* Task objective *
Transcribe, exactly as they appear, only the lines from the one holding "the green waders" through the end of the entries below.

* Dataset content *
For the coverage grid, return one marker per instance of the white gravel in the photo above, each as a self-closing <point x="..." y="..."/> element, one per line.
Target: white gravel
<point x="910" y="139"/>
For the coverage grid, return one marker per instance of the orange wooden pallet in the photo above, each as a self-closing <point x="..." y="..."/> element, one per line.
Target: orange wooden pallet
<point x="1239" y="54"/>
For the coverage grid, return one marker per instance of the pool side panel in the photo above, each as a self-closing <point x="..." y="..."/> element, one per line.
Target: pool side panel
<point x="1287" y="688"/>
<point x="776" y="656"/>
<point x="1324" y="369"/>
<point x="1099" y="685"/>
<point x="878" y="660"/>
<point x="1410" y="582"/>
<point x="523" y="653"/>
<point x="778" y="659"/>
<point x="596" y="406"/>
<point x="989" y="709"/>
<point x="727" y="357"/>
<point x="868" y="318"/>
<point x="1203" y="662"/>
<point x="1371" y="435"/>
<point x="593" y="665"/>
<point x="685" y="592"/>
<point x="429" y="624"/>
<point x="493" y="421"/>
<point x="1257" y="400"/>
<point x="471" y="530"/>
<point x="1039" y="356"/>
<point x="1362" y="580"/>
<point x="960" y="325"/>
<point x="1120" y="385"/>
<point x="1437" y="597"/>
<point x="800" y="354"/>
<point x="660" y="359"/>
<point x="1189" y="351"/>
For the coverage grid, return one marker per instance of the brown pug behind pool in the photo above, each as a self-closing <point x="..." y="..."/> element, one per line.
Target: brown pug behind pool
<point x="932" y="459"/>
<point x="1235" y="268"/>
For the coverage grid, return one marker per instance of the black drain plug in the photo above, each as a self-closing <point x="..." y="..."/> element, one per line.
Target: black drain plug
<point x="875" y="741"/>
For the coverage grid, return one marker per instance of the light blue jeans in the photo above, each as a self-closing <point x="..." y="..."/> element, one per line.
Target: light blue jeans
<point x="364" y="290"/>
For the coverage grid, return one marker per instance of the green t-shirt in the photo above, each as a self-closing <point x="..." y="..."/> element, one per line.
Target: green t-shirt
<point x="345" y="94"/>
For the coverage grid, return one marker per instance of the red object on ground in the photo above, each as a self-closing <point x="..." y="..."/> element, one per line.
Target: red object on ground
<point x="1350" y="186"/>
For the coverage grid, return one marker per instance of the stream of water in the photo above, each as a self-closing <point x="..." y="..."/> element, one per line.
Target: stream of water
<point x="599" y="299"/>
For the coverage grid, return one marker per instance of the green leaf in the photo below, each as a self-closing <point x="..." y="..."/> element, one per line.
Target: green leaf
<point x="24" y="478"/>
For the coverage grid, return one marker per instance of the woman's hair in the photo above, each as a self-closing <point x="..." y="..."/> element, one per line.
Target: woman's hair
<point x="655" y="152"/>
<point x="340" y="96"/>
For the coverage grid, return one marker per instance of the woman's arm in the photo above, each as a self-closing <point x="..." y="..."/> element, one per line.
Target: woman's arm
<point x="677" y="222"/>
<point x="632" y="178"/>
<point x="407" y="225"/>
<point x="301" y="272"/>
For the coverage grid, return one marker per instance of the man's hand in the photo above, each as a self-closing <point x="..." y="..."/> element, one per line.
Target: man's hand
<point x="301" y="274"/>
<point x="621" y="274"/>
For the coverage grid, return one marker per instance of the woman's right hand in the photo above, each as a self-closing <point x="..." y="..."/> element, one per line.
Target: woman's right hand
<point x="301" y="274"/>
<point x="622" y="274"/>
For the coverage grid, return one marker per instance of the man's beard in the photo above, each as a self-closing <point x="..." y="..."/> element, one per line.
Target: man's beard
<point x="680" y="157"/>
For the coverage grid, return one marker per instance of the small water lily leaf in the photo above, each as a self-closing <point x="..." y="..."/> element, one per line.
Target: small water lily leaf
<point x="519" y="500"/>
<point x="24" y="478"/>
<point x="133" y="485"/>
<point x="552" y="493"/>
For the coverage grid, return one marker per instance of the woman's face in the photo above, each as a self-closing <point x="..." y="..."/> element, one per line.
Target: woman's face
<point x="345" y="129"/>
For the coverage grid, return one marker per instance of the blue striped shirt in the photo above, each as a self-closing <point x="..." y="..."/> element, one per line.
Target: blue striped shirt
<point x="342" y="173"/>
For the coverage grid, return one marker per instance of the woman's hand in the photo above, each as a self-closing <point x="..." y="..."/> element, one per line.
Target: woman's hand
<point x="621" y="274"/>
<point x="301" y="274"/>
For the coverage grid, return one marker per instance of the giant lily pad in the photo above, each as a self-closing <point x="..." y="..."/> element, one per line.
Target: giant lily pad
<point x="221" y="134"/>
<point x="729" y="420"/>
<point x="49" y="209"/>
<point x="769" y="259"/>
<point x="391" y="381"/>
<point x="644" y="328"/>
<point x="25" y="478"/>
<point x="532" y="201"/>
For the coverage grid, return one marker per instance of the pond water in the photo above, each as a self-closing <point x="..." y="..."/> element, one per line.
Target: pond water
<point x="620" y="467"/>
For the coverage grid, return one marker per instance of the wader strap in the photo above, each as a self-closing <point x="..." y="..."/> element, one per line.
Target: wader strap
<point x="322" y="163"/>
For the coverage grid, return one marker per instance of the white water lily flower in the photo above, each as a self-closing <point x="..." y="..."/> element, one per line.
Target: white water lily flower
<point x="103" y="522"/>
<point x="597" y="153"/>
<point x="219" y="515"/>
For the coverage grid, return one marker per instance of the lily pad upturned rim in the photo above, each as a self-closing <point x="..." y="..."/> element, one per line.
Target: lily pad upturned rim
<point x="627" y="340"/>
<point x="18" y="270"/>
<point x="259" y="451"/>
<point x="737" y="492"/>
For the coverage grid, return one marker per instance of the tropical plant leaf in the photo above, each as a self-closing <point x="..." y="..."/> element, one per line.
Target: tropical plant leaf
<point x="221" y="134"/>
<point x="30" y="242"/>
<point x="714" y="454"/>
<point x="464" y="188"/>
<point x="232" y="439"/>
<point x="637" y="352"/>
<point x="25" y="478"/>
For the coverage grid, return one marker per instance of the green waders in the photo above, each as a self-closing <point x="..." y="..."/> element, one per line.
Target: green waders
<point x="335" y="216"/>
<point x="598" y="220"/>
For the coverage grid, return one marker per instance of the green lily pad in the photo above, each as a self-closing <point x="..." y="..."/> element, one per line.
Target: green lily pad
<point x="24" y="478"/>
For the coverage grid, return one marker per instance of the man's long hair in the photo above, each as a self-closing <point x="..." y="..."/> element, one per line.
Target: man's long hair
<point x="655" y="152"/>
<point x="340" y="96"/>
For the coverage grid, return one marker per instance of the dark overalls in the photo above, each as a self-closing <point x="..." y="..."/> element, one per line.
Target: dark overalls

* Worked answer *
For the coverage grid, return one marker per instance of the green waders in the photo above, each as a self-closing <point x="..." y="..."/> element, one per line.
Target: green waders
<point x="335" y="216"/>
<point x="598" y="220"/>
For the coverage grid, return one marker per instance of the green lily pad in the photo above, each as a self-closing <point x="..." y="..."/> element, one per line.
Target: green lily pad
<point x="24" y="478"/>
For the coverage grid, return one marker per instance of the man's long hair in the photo above, each as a self-closing <point x="..." y="..."/> element, one per line.
Target: man's long hair
<point x="655" y="152"/>
<point x="340" y="96"/>
For the coverage grid, return one marker per instance of the dark overalls in the photo above, each as a self-closing <point x="..." y="..."/> element, one per line.
Target: dark overalls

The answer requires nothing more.